**TASK GOAL**
Can you copy the entries word for word, from their start through the line containing "box: [0, 683, 367, 811]", with both ends included? Leave the pictures out of your answer.
──────── INFORMATION
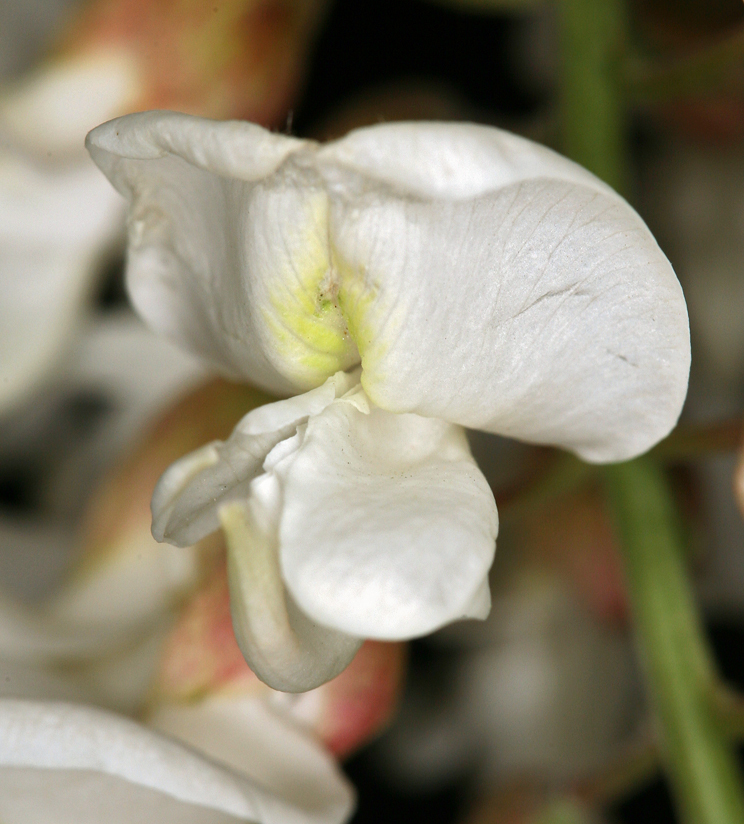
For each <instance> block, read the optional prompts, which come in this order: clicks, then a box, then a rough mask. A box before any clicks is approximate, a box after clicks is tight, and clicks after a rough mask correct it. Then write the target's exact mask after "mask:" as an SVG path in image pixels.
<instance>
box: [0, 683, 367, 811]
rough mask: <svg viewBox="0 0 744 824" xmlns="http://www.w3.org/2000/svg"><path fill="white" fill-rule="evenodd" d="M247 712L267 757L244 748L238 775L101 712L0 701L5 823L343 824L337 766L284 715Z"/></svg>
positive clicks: (111, 714)
mask: <svg viewBox="0 0 744 824" xmlns="http://www.w3.org/2000/svg"><path fill="white" fill-rule="evenodd" d="M251 712H252V713H253V721H254V727H256V729H257V733H258V736H259V737H263V740H262V742H261V743H263V744H265V743H268V745H269V749H270V751H269V752H268V753H265V752H263V751H261V750H257V749H256V748H255V747H254V748H250V747H244V754H245V753H247V758H246V760H244V761H242V762H241V766H240V768H235V767H234V766H233V767H231V766H228V765H227V764H224V763H220V761H219V760H211V759H210V758H209V757H207V756H205V755H203V754H201V753H200V752H198V751H196V750H193V749H190V748H189V747H186V746H184V745H182V744H179V743H177V742H176V741H174V740H172V739H170V738H168V737H166V736H164V735H161V734H159V733H157V732H154V731H152V730H149V729H147V728H145V727H143V726H141V725H139V724H137V723H135V722H134V721H130V720H128V719H126V718H123V717H121V716H117V715H115V714H113V713H109V712H106V711H104V710H99V709H94V708H92V707H86V706H83V705H75V704H64V703H56V702H41V701H39V702H37V701H25V700H18V699H0V817H1V818H2V820H3V821H4V822H6V823H7V824H35V822H39V823H40V822H47V821H55V822H75V824H87V823H88V822H90V824H99V823H100V822H102V821H106V822H107V824H117V822H127V824H129V822H132V821H158V822H163V824H176V822H179V824H186V823H187V822H188V824H197V822H199V824H228V823H229V822H235V824H237V822H257V824H340V823H341V822H342V821H345V820H346V819H347V818H348V815H349V813H350V812H351V807H352V803H353V796H352V791H351V789H350V787H349V785H348V783H347V782H346V780H345V779H344V778H343V776H342V775H341V774H340V773H339V771H338V768H337V767H336V765H335V763H334V762H333V760H332V759H331V758H330V757H329V756H328V755H327V754H326V753H324V752H323V750H322V749H321V747H320V746H319V745H317V744H316V743H315V742H313V741H311V740H310V739H309V738H308V737H306V736H304V735H303V734H301V733H300V732H299V731H298V730H293V729H292V728H291V727H290V726H288V725H286V724H284V723H283V722H282V720H281V719H280V718H279V717H278V716H277V717H273V718H271V717H270V715H269V714H267V713H265V712H264V713H263V715H262V714H261V711H260V709H259V708H258V705H256V706H255V707H253V708H252V709H251ZM268 733H270V736H268V735H267V734H268ZM254 743H255V742H254ZM262 754H265V755H266V758H262V757H261V756H262ZM219 758H220V755H219V754H218V755H217V756H215V759H219Z"/></svg>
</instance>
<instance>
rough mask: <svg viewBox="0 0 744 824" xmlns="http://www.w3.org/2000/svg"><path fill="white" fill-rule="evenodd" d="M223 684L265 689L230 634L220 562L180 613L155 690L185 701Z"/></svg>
────────────────
**EXERCISE ANSWER**
For each <instance> block, read the optional prompts, which come in this order: clicks, then a box, then a rough mask. A box before any clicks is approximate, a box after clicks is tight, and clicks after a rough mask correct it. Then write the target's exact mask after "mask:" as an SVG path in image pixels.
<instance>
box: [0, 683, 367, 811]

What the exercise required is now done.